## [The task]
Filter the entries below, keeping every line that has the word "target".

## [Supplied data]

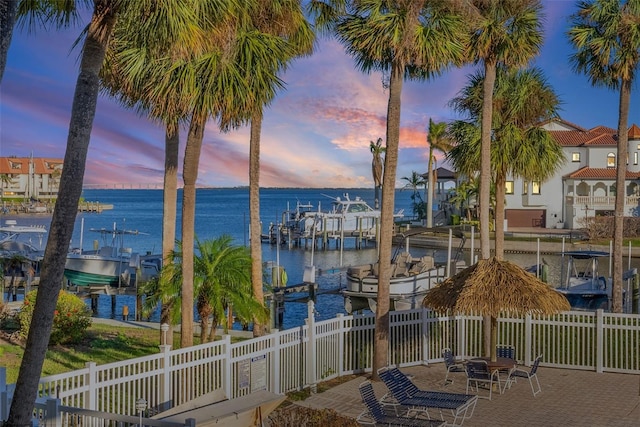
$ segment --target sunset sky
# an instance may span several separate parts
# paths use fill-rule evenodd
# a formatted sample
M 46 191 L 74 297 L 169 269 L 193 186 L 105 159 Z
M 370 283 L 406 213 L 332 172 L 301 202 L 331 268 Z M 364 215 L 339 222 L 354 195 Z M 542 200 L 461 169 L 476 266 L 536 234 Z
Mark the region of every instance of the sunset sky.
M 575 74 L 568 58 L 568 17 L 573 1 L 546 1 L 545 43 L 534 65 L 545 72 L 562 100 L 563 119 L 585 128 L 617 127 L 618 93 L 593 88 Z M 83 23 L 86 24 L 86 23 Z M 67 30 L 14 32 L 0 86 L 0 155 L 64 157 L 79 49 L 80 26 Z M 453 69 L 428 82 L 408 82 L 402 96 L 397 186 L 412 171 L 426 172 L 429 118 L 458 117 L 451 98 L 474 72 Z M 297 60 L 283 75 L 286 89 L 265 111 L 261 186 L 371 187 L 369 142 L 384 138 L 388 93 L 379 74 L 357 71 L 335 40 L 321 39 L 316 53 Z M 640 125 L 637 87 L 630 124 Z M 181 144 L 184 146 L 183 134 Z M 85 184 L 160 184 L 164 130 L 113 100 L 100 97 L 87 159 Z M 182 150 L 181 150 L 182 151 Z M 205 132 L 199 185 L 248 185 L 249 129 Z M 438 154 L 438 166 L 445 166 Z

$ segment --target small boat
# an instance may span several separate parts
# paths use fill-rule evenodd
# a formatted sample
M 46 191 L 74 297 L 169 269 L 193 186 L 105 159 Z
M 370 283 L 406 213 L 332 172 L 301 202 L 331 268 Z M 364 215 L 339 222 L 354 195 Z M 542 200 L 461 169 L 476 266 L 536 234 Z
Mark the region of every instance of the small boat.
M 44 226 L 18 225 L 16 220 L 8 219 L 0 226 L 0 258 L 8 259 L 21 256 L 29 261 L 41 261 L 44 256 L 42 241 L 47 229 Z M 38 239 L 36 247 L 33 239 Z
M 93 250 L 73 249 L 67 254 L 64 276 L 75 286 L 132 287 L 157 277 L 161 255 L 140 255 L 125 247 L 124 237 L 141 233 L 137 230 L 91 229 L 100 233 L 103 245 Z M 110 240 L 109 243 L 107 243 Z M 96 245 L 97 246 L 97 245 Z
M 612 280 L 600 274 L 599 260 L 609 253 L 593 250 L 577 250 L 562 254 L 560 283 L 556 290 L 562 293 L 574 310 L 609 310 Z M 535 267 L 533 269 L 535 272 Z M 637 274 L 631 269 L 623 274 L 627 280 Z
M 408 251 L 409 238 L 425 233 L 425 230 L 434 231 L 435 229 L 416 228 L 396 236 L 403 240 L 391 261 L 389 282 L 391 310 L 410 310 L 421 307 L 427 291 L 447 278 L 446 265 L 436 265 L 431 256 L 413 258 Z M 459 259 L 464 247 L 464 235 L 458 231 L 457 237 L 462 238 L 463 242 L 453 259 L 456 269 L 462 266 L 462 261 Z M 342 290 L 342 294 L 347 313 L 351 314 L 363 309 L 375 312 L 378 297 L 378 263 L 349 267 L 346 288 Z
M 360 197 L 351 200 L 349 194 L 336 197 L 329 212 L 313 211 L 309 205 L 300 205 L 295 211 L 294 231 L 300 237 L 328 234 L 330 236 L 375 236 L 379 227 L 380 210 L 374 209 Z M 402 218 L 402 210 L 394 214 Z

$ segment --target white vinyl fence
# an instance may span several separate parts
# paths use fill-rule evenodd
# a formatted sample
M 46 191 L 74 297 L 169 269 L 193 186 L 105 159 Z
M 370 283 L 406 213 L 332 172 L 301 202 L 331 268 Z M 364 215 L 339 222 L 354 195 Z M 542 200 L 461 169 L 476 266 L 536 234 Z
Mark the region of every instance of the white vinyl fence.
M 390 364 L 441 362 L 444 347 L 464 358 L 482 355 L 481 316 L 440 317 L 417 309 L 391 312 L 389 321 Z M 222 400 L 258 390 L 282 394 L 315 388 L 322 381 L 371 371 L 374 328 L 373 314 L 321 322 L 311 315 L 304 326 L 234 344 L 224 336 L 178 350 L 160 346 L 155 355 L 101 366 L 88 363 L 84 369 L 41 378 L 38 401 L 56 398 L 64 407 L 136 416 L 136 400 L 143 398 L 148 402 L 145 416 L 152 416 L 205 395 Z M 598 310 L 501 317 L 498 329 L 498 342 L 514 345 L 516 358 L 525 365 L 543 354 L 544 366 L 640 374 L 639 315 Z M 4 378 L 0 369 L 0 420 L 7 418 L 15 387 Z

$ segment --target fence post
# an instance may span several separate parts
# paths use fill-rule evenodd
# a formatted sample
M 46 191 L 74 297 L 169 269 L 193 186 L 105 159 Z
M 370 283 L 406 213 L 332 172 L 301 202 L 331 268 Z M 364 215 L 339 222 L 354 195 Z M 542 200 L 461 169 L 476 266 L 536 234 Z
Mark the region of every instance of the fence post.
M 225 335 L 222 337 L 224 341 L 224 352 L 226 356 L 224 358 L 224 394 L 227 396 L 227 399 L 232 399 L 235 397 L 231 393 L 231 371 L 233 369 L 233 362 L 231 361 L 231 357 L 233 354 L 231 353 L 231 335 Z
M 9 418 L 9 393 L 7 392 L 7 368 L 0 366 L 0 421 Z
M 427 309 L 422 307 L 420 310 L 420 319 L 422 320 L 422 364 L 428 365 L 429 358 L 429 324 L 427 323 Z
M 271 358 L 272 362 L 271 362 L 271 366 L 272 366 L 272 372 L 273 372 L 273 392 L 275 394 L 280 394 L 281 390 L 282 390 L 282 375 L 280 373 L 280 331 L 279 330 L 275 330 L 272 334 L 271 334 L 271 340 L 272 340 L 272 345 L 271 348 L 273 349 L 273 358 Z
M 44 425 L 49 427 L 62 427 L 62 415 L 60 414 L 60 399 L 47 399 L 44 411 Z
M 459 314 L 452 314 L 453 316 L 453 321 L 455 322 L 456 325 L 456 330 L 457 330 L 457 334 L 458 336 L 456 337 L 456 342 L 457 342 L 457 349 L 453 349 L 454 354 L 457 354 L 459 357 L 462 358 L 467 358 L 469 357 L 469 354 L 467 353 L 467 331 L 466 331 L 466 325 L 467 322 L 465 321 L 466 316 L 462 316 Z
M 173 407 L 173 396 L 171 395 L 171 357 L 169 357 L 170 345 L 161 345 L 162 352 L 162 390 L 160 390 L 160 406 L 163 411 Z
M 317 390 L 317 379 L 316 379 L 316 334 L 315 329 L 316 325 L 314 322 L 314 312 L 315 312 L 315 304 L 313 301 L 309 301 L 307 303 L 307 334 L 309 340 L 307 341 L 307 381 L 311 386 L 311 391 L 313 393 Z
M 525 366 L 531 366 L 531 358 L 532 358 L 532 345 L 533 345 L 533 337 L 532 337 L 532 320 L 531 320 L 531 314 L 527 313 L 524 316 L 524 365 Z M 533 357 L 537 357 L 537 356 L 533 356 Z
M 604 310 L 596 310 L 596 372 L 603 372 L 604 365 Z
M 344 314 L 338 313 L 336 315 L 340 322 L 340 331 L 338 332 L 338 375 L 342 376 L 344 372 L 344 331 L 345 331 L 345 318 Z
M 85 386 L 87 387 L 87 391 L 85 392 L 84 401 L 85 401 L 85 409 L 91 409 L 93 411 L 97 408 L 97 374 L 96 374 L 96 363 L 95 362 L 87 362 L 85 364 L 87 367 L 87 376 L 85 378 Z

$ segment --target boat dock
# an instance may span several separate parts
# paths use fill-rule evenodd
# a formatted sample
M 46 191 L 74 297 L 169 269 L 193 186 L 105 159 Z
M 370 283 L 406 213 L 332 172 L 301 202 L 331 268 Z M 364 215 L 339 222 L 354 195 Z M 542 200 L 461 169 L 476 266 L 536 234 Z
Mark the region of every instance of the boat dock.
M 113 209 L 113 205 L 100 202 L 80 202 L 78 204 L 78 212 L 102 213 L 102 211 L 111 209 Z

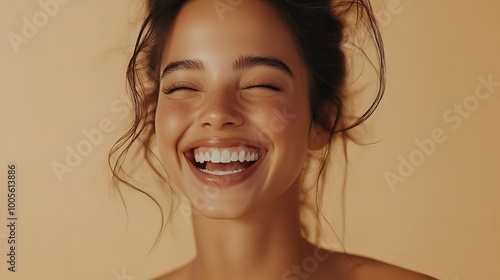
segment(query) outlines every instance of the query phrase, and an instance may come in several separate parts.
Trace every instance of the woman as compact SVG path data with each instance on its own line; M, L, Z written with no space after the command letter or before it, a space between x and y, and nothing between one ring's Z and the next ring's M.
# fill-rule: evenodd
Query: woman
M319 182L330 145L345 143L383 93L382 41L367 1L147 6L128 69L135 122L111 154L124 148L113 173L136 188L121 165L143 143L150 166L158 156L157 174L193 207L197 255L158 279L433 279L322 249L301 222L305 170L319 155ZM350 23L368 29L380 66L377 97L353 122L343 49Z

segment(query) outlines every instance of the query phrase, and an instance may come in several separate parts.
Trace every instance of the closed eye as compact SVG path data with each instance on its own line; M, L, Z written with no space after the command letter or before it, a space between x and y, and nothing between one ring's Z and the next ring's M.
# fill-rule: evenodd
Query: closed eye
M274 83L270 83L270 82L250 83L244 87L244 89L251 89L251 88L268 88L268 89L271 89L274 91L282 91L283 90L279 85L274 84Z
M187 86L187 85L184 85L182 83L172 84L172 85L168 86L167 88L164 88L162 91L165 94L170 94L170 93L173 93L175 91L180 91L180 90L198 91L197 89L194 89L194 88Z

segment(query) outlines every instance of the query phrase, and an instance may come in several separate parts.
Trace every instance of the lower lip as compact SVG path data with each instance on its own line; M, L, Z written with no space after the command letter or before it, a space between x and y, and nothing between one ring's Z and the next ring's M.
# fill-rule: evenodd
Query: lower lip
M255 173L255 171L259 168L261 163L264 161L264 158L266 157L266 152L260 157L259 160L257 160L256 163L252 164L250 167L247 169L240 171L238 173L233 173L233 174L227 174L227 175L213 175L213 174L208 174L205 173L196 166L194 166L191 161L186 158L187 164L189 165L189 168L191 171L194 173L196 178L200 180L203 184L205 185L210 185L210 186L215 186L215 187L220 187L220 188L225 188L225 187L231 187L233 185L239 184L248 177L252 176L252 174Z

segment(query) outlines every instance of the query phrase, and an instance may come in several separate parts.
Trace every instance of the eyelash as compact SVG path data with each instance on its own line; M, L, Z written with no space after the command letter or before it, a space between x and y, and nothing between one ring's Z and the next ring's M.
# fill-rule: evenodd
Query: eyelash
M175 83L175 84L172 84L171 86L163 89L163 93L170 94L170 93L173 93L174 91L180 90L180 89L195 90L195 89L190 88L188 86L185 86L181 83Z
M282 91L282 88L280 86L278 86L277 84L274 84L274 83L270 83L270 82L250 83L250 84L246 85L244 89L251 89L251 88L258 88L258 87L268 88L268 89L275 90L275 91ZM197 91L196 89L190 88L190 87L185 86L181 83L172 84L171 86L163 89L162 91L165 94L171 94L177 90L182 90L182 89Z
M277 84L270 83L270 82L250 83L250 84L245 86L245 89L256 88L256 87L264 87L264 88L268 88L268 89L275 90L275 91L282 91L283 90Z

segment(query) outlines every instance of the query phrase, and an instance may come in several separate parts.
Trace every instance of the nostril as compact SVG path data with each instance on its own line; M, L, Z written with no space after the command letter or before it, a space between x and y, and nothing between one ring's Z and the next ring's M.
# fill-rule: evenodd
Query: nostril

## [Answer area]
$ segment --target sunset sky
$ segment --target small boat
$ segment --target white vinyl fence
$ segment --target fence post
$ segment --target boat dock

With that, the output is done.